#### Dataset
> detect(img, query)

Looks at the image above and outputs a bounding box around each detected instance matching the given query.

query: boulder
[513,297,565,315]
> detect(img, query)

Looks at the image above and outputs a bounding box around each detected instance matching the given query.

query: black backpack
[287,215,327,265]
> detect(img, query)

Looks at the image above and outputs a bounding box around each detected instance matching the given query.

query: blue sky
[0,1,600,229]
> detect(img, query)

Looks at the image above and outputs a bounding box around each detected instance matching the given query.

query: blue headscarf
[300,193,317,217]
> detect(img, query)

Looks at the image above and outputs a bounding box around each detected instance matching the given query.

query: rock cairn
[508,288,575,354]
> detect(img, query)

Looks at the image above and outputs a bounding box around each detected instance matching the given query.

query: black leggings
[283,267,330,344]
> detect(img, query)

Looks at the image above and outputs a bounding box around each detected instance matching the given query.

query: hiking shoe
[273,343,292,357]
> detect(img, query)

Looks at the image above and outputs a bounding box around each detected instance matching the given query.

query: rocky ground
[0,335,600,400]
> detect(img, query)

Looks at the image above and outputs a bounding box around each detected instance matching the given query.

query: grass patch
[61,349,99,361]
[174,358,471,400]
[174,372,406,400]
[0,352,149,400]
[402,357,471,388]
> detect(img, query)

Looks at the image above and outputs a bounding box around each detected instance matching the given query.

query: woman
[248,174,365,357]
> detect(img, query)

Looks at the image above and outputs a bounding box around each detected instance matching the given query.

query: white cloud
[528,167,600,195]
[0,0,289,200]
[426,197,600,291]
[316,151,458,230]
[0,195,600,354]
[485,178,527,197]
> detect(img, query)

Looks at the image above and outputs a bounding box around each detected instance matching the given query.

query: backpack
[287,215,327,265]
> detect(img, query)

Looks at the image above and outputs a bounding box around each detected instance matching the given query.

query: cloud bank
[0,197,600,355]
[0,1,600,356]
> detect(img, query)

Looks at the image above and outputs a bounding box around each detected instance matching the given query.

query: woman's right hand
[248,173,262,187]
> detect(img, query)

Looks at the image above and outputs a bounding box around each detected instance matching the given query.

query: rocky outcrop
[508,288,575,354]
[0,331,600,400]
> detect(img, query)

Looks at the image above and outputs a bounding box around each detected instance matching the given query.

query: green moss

#### What you have to do
Could you copy out every one of the entries above, line for line, without changing a single character?

#### Written answer
> detect(img, query)

Looks at the image above and outputs a bounding box around each detected instance matching the given query.

query: boulder
[513,297,565,315]
> detect(img, query)

Looks at the image above and outputs a bounding box around each detected instance matching the given query.

query: black backpack
[287,215,327,265]
> detect(img, query)

Looks at the image above and outputs a bounding box around each detected instance matching the given query.

query: blue sky
[0,1,600,229]
> detect(img, query)

Looks at the image above and outputs a bounding box around each detected instance matching the given query.

query: blue headscarf
[300,193,317,217]
> detect(img, query)

Looks at the image above and outputs a bounding box around each detected instance matching the given query.

query: rock cairn
[508,288,575,354]
> detect(img, query)

Looks at the image above and outputs a bounding box around each detected instance matching the given query.

query: black leggings
[283,267,330,344]
> detect(img, query)

Looks at the image above and outputs a bounding box around each detected instance matching the given query.

query: hiking shoe
[273,343,292,357]
> detect(img, query)

Looks at the image above and outputs a bounding box around each detected instance matching the given query.

query: rocky ground
[0,335,600,400]
> detect(img, query)

Looks at the image above and outputs a bounding box around each detected instance matching the given query.

query: grass patch
[61,349,99,361]
[174,358,471,400]
[174,372,406,400]
[0,352,149,400]
[402,357,471,388]
> detect(img, query)

Looks at the image above and outputs a bounding box around each detected instance matching the given query.

query: woman
[248,174,365,357]
> detect(img, query)

Looks at the image above and outputs a bounding box around each detected instance matching the given query.

query: white cloud
[528,167,600,195]
[0,0,289,200]
[426,197,600,291]
[316,151,458,230]
[0,195,600,354]
[485,178,527,197]
> detect(img, query)

Looks at the image above and outputs a bounding box around each detected instance matching the given query.

query: backpack
[287,215,327,265]
> detect(img, query)

Looks at the image above and outputs a bounding box around each detected instance matching the given query.

query: cloud bank
[0,197,600,355]
[0,1,600,356]
> detect(img, query)

Looks at the image above and outputs a bounding box around each detected instance matching the given query.

query: woman's right hand
[248,173,262,187]
> detect(img, query)

Looks at the image above and outputs a bounding box around each detected instance matching the given query.

query: rocky outcrop
[508,288,575,354]
[0,331,600,400]
> detect(img, query)

Looks at the image above and outputs a bounding box around each detected instance matching the given query.

query: green moss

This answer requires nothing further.